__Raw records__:
▬▬▬▬▬▬▬▬▬▬
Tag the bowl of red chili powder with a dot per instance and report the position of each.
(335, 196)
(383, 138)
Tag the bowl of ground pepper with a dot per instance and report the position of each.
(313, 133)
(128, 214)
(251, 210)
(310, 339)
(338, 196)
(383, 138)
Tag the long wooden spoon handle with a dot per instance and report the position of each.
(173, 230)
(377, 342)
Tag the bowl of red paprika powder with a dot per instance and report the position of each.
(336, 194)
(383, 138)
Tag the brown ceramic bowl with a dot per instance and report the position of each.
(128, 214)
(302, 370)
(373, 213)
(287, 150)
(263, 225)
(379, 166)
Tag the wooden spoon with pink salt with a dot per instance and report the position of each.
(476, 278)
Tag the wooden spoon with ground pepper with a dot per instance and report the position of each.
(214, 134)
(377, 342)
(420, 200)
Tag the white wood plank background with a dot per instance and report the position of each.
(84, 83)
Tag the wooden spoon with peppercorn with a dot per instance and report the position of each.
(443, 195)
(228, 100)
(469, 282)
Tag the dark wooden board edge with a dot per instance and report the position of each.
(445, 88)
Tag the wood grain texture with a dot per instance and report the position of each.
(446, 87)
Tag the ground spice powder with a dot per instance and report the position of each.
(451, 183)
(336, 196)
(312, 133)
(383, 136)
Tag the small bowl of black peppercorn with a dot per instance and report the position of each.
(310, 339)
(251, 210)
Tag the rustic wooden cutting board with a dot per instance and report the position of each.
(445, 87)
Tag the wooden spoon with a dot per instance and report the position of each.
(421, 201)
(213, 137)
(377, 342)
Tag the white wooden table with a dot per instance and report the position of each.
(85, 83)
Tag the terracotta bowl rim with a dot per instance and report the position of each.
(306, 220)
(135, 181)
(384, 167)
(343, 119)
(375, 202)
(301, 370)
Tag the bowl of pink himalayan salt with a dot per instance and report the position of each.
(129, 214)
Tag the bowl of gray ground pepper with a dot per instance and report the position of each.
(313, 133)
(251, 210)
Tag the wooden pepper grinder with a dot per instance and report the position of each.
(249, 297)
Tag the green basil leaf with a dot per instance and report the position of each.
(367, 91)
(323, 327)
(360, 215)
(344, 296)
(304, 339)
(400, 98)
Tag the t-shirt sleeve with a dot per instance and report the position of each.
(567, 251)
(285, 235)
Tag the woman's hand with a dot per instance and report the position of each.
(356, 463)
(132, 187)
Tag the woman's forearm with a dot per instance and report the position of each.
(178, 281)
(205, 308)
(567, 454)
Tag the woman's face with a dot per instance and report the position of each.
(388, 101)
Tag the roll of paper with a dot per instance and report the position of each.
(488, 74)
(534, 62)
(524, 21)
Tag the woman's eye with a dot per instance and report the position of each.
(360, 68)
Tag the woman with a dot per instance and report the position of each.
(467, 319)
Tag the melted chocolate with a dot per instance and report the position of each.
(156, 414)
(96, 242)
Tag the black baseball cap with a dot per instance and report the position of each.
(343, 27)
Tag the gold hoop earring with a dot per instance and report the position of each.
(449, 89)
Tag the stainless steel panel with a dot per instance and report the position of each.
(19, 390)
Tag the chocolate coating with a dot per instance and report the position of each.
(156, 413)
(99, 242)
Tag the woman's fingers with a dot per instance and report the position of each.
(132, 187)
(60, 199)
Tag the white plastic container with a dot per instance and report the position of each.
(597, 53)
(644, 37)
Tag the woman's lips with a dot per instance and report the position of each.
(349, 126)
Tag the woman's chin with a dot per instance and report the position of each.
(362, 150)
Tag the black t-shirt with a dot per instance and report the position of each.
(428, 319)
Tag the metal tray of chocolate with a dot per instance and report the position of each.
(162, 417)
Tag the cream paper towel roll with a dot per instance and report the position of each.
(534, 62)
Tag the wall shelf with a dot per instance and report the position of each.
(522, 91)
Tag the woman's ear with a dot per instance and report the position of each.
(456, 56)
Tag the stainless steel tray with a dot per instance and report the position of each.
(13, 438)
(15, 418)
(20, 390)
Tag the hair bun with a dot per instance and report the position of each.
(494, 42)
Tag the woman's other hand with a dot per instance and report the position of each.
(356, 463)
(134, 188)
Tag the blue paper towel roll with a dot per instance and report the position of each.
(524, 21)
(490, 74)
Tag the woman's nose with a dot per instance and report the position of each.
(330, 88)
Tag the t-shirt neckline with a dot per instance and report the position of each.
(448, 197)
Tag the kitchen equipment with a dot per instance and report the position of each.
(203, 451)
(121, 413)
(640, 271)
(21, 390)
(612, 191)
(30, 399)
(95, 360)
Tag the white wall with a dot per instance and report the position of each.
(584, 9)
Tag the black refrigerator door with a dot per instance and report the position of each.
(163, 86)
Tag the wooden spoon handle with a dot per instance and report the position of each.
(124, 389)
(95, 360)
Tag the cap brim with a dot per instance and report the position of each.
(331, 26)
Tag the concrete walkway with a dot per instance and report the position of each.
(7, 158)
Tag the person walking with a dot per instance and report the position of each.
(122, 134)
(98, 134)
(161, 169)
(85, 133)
▬▬▬▬▬▬▬▬▬▬
Provide all the records again, word for word.

__RESULT BELOW__:
Tag the bowl of red chili powder with a dot per instance and report the position of each.
(335, 196)
(383, 138)
Tag the bowl of ground pepper with a dot per instance and report the position of each.
(313, 133)
(128, 214)
(251, 210)
(310, 339)
(338, 196)
(383, 138)
Tag the long wooden spoon handle with a dot per instance and report the position of each.
(173, 230)
(377, 342)
Tag the bowl of red paprika powder with a dot per instance and report the position of each.
(336, 194)
(383, 138)
Tag the brown ceramic bowl with a dot per instance and report the position of each.
(128, 214)
(302, 370)
(373, 213)
(287, 150)
(263, 225)
(379, 166)
Tag the wooden spoon with pink salt with a dot per instance and report the position of each.
(476, 278)
Tag the wooden spoon with ground pepper with a dot per instance and report the position of each.
(214, 134)
(377, 342)
(420, 200)
Tag the white wood plank background with a dot per instance and report the position of each.
(84, 83)
Tag the wooden spoon with peppercorn with a dot per instance and report the position of each.
(443, 195)
(228, 100)
(469, 282)
Tag the dark wooden board edge with a dot per instance and report the position of each.
(445, 88)
Tag the wood grain texture with a dot per instance and report the position of each.
(446, 87)
Tag the ground spice powder with a dot per instance and report the position of each.
(451, 183)
(336, 196)
(312, 133)
(383, 136)
Tag the small bowl of black peppercorn with a dot per instance and report the position of each.
(310, 339)
(251, 210)
Tag the rustic wooden cutting board with a dot per instance and report the position of each.
(445, 87)
Tag the wooden spoon with a dot per instance and report the position of each.
(421, 201)
(213, 137)
(377, 342)
Tag the white wooden table with a dot per instance and report the position of each.
(85, 83)
Tag the terracotta bowl rim with a dot per instance and report the position of each.
(306, 220)
(135, 181)
(384, 167)
(343, 119)
(375, 202)
(301, 370)
Tag the bowl of pink himalayan salt with a dot per instance and report the position of each.
(129, 214)
Tag the bowl of gray ground pepper with a dot per instance and report the position of each.
(313, 133)
(251, 210)
Tag the wooden pepper grinder with a dot per instance and report the position of each.
(249, 297)
Tag the green basil leaf with a dot per instance and report the position of each.
(367, 91)
(323, 327)
(360, 215)
(344, 296)
(304, 339)
(400, 98)
Tag the t-shirt sleeve with a dot per instance and report the position of each.
(567, 251)
(285, 235)
Tag the woman's hand with a dot per instance and report the position of each.
(356, 463)
(132, 187)
Tag the woman's forearm with a dot per instance and report the position of each.
(178, 281)
(205, 308)
(567, 454)
Tag the woman's face with a dot per instance and report the position of each.
(388, 101)
Tag the roll of paper with a dot per instance and report the position of each.
(488, 74)
(534, 62)
(524, 21)
Tag the woman's eye with a dot per instance and report the position of each.
(360, 68)
Tag the woman with a dot per instance and report the position of each.
(467, 319)
Tag the melted chocolate with a dot per instance and report the position of each.
(156, 414)
(96, 242)
Tag the black baseball cap with a dot per instance and report the position of each.
(343, 27)
Tag the gold hoop earring with a dot per instance and report the position of each.
(449, 89)
Tag the stainless steel panel with a dot per instance and report the position of each.
(19, 390)
Tag the chocolate coating with a dot per instance and report the position of each.
(156, 413)
(99, 242)
Tag the woman's fingers with a dot per instance and report the position of each.
(132, 187)
(60, 199)
Tag the white plastic container with a dot per instance and report the position of each.
(597, 53)
(644, 37)
Tag the woman's lips with a dot per instance and report the position of each.
(349, 126)
Tag the woman's chin with a dot per instance and report the position of each.
(362, 150)
Tag the black t-shirt with a dot per instance and report the position of each.
(428, 319)
Tag the metal tray of chocolate with a dot per instance and report the position of each.
(162, 417)
Tag the cream paper towel roll with a dot per instance and report the position of each.
(534, 62)
Tag the wall shelf with a dot per instance and report the position of each.
(522, 91)
Tag the woman's ear with a dot per instance and report the position of each.
(456, 56)
Tag the stainless steel tray with a dot per instance and report the position of each.
(13, 438)
(15, 418)
(20, 390)
Tag the hair bun with a dot per instance and report the position of each.
(494, 42)
Tag the woman's other hand with a dot per instance and report the position of each.
(356, 463)
(134, 188)
Tag the blue paper towel roll with a dot per instance and report the position of each.
(524, 21)
(490, 74)
Tag the woman's nose with a dot per instance and report the position of each.
(330, 88)
Tag the t-shirt neckline with a dot per instance and report the position of each.
(448, 197)
Tag the kitchen equipment with a dot per instance and report the position of each.
(203, 451)
(121, 413)
(640, 271)
(21, 390)
(612, 191)
(30, 399)
(95, 360)
Tag the white wall with a dot per instance and report the position of each.
(584, 9)
Tag the black refrigerator door with a dot per instance and report the position of each.
(163, 86)
Tag the wooden spoon handle with a dot per instance and report the position of each.
(124, 389)
(95, 360)
Tag the cap brim with a dot per instance and report the position of each.
(331, 26)
Tag the concrete walkway with a dot per instance and report the position of each.
(7, 158)
Tag the person walking with a dot per instance and report the position of each.
(122, 134)
(98, 134)
(161, 169)
(85, 133)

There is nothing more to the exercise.